**Richiesta scritta a**. Seleziona e copia ogni riga dell'elenco che contiene la stringa "fence", rispettando la distinzione tra maiuscole e minuscole.

**Articolo**.

Pubblicato su Guida al Diritto del 20.7.2013 di Santiapichi Xavier, Campilongo Sandro.
La normativa che si commenta costituisce l’ennesimo intervento di semplificazione che, al sistema “chirurgico” di eliminazione di passaggi burocratici non sempre necessari, preferisce l’accorpamento di competenze, nell’ambito di un provvedimento amministrativo unico.
La finalità della norma – Le ragioni della disposizione sono ben riportate nella nota di trasmissione dello schema di Regolamento dal Governo al Consiglio di Stato, per l’approvazione di competenza. In essa si legge (così come riportato nel Parere 5069/2012 del 29/11/2012) che «la principale criticità nel vigente sistema normativo è rappresentata dalla molteplicità delle tipologie di autorizzazioni ambientali che le imprese devono acquisire per l’esercizio della propria attività, con consistente aggravio di adempimenti di carattere burocratico; ne deriva l’esigenza di un contemperamento tra l’osservanza della normativa – anche di carattere comunitario – da parte degli operatori economici, e la riduzione degli oneri burocratici a loro carico, con conseguenti effetti positivi sui costi di gestione, anche in funzione di una condizione di maggiore competitività con le imprese straniere che, sovente, risultano agevolate dall’esistenza di ordinamenti in cui il processo di unificazione delle autorizzazioni necessarie per operare sui mercati è stato già da tempo posto in essere».

**Materiali forniti**.
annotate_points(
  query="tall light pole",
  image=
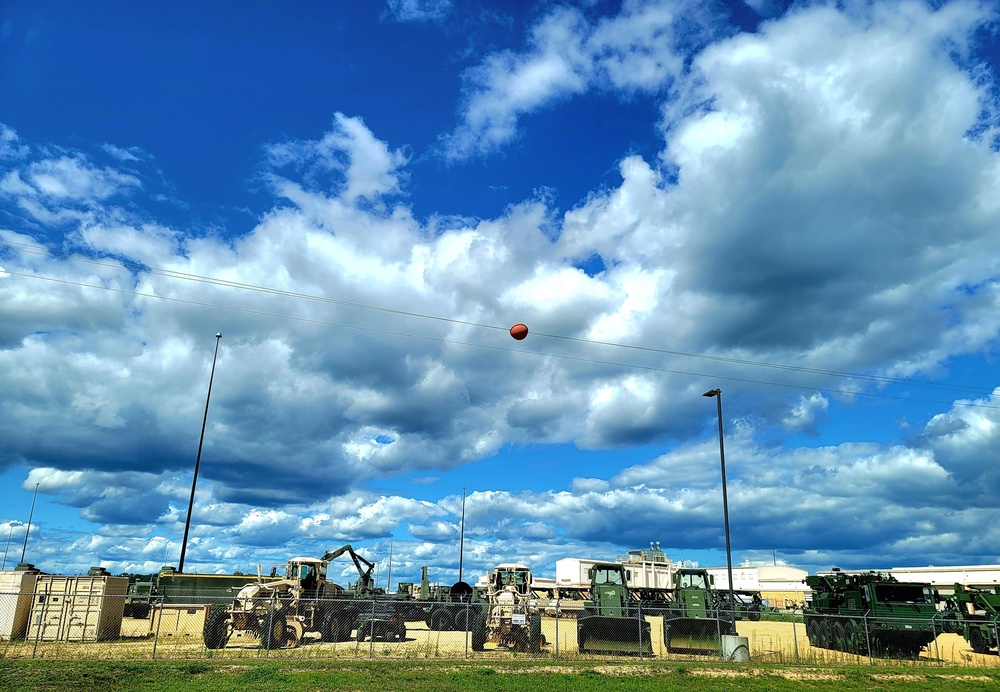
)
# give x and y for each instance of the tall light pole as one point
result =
(717, 393)
(28, 529)
(197, 461)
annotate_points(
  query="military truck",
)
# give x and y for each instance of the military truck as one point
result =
(510, 618)
(611, 620)
(280, 612)
(870, 613)
(698, 616)
(449, 607)
(974, 613)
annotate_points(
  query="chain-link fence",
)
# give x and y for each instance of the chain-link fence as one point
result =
(90, 625)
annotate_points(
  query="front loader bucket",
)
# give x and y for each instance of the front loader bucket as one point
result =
(699, 636)
(611, 635)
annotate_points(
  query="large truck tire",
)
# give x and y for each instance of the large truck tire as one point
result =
(273, 634)
(216, 632)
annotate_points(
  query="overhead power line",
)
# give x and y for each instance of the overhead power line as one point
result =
(981, 392)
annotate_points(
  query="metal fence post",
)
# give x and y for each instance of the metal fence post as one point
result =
(39, 621)
(795, 638)
(159, 623)
(371, 632)
(558, 618)
(937, 652)
(868, 641)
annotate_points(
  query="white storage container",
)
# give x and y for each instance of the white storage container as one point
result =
(77, 609)
(16, 590)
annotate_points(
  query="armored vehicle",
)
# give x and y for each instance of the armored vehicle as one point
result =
(698, 617)
(871, 614)
(611, 620)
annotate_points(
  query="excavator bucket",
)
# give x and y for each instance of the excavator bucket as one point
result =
(698, 636)
(614, 635)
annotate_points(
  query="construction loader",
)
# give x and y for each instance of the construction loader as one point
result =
(698, 616)
(611, 620)
(279, 613)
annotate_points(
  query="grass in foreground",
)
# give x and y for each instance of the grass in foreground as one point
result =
(304, 676)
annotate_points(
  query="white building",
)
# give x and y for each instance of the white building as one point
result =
(779, 585)
(647, 569)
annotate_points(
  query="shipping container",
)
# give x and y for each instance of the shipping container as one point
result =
(77, 608)
(179, 621)
(16, 590)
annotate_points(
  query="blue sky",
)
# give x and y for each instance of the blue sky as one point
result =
(795, 203)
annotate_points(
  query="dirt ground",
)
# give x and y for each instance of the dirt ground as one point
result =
(768, 642)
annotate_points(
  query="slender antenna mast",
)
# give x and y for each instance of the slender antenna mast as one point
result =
(197, 461)
(9, 534)
(461, 543)
(28, 530)
(388, 579)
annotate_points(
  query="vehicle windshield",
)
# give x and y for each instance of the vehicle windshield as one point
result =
(608, 576)
(901, 593)
(696, 581)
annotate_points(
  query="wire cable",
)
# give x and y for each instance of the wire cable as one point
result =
(137, 267)
(560, 356)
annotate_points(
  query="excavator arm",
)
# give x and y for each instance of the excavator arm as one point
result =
(364, 572)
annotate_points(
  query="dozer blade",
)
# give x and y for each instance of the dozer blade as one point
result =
(610, 635)
(697, 636)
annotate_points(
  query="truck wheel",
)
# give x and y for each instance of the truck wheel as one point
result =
(363, 631)
(478, 633)
(273, 635)
(812, 632)
(840, 637)
(977, 641)
(216, 632)
(441, 620)
(535, 633)
(582, 633)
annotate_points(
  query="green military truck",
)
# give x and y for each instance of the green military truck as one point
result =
(698, 616)
(871, 614)
(611, 620)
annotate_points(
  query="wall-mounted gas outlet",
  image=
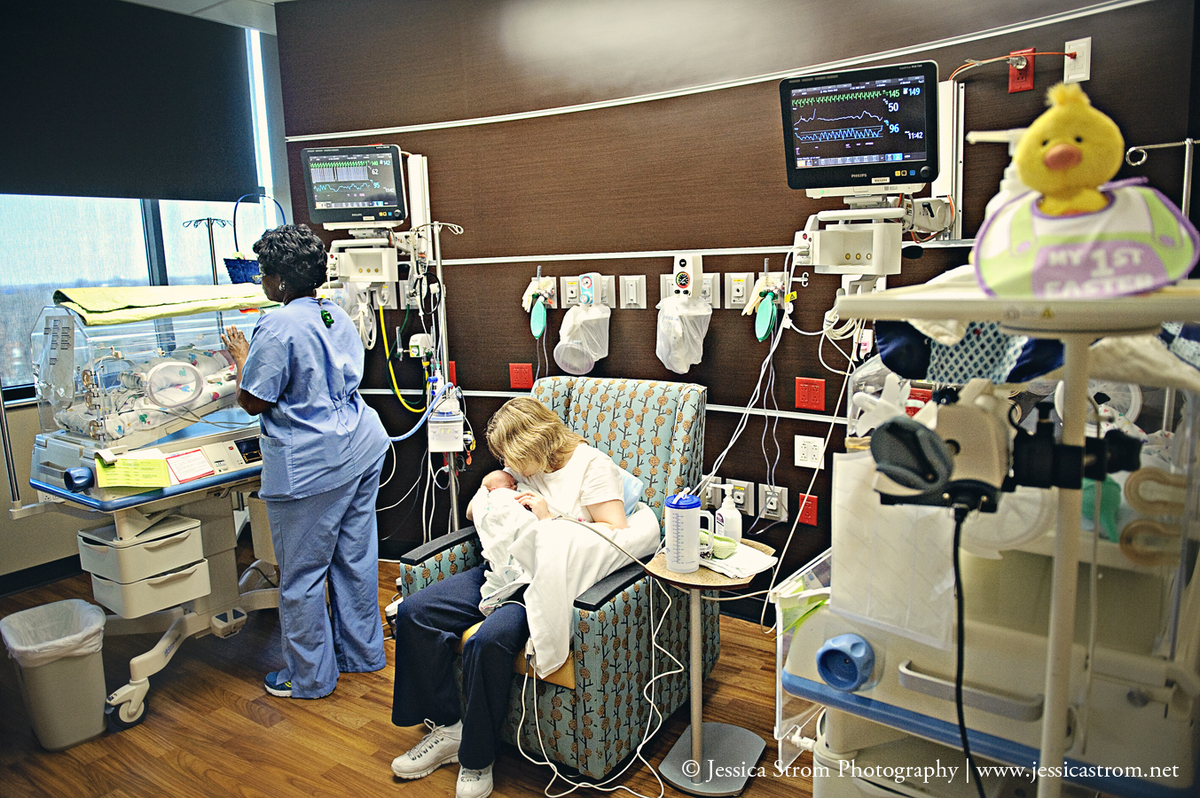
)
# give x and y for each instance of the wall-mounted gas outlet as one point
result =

**Richiesta scritta b**. Riassumi l'articolo in due frasi.

**Risposta finale a**.
  query="chain-link fence",
# give x and y for each instance of the chain-link fence as one point
  query="metal fence post",
# give x and y for each instance of the metal fence post as one point

**Risposta finale b**. L'articolo commenta una normativa di semplificazione che, invece di eliminare singoli passaggi burocratici non sempre necessari, accorpa più competenze in un unico provvedimento amministrativo. Secondo la nota di trasmissione del Governo al Consiglio di Stato, la criticità principale è la molteplicità delle autorizzazioni ambientali che le imprese devono ottenere, da cui nasce l'esigenza di conciliare il rispetto della normativa con la riduzione degli oneri burocratici, anche per una maggiore competitività rispetto alle imprese straniere.